::: Raw data
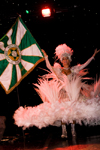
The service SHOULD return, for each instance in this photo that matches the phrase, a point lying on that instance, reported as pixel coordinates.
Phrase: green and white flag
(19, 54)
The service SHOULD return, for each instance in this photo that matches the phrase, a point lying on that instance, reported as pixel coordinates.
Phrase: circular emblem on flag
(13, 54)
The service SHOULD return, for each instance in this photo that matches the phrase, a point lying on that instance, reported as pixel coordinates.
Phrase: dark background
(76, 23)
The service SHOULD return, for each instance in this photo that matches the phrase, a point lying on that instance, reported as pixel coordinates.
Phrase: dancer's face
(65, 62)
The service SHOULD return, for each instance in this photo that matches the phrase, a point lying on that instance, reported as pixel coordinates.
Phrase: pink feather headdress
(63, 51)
::::::
::: Raw data
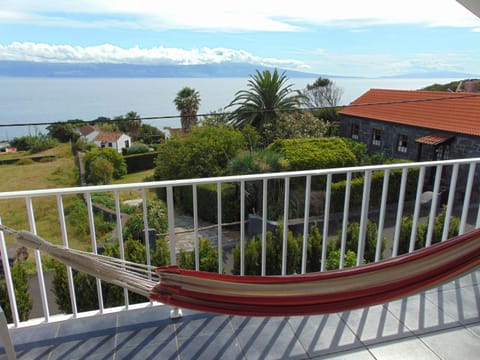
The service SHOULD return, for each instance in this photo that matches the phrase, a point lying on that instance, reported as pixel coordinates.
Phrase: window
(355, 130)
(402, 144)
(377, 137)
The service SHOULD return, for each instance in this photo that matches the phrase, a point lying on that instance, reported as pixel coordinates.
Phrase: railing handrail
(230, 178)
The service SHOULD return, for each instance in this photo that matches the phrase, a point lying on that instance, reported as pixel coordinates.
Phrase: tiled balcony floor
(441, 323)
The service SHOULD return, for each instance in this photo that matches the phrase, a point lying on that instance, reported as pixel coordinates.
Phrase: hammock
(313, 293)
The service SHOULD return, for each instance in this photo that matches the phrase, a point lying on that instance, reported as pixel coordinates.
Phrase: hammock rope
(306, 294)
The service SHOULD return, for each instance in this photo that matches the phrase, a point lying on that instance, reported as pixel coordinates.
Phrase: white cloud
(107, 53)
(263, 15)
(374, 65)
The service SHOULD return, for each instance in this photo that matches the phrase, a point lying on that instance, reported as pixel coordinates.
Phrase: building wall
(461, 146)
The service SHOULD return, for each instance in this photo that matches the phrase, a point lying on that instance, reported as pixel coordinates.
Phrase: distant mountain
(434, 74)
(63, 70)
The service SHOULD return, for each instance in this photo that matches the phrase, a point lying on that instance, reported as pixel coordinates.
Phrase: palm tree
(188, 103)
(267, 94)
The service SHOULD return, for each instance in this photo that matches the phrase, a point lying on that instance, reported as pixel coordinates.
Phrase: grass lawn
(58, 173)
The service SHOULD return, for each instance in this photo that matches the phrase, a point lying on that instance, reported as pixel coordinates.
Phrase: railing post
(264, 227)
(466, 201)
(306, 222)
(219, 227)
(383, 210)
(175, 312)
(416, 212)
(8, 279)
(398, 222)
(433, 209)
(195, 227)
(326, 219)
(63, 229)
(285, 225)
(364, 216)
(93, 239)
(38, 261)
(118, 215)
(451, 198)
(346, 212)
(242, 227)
::::::
The problem: Pull out every line of the listing above that contains the word "white", copying each one in full. Treat matches as case-sensitive.

Exercise solution:
Phrase: green and white flag
Phrase: white cloud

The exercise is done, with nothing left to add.